▸ Quoted text
= Timeline of Quebec history (1900–1930) =

This section of the Timeline of Quebec history concerns the events relating to the province of Quebec, Canada between the beginning of the 20th century and the Westminster statute.

==1900s==
- 1900 - Quebec general election: Liberals win.
- 1900 - Alphonse Desjardins founds the first credit union in North America on December 6 in Lévis.
- 1904 - Henri Bourassa pleads in favour of bilingualism in the institutions of the federal government.
- 1904 - Quebec general election: Liberals win.
- 1906 - Ernest Ouimet introduces cinema to Montreal with his Ouimetoscope.
- 1907 - The Montreal Chamber of Commerce founds the École des hautes études commerciales de Montréal.
- 1907 - The Quebec Bridge, under construction, collapses.
- 1908 - Quebec general election: Liberals win.

==1910s==
- 1910 - Henri Bourassa founds Le Devoir (newspaper).
- 1912 - The Parliament of Canada passes Quebec Boundaries Extension Act that extends the northern boundary of the province of Quebec to Hudson Strait.
- 1912 - Ontario limits the teaching in French to grades one and two of elementary school with Regulation 17.
- 1912 - Quebec general election: Liberals win.
- 1914 - Beginning of First World War.

▸ The task
Could you rewrite the Quebec history timeline, everything from "- 1900 - Alphonse" down to "1912 - Quebec general election: Liberals win.", with "Liberals" changed to "the Liberal Party"?

▸ Collected data entries
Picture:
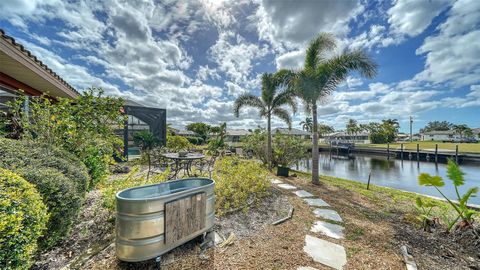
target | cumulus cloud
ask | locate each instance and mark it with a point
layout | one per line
(411, 17)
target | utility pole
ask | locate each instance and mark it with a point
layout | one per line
(411, 122)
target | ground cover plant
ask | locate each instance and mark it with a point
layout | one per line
(238, 184)
(84, 126)
(23, 218)
(60, 178)
(463, 213)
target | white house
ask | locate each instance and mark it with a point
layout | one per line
(292, 132)
(234, 136)
(361, 137)
(440, 135)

▸ Task answer
- 1900 - Alphonse Desjardins founds the first credit union in North America on December 6 in Lévis.
- 1904 - Henri Bourassa pleads in favour of bilingualism in the institutions of the federal government.
- 1904 - Quebec general election: the Liberal Party win.
- 1906 - Ernest Ouimet introduces cinema to Montreal with his Ouimetoscope.
- 1907 - The Montreal Chamber of Commerce founds the École des hautes études commerciales de Montréal.
- 1907 - The Quebec Bridge, under construction, collapses.
- 1908 - Quebec general election: the Liberal Party win.

==1910s==
- 1910 - Henri Bourassa founds Le Devoir (newspaper).
- 1912 - The Parliament of Canada passes Quebec Boundaries Extension Act that extends the northern boundary of the province of Quebec to Hudson Strait.
- 1912 - Ontario limits the teaching in French to grades one and two of elementary school with Regulation 17.
- 1912 - Quebec general election: the Liberal Party win.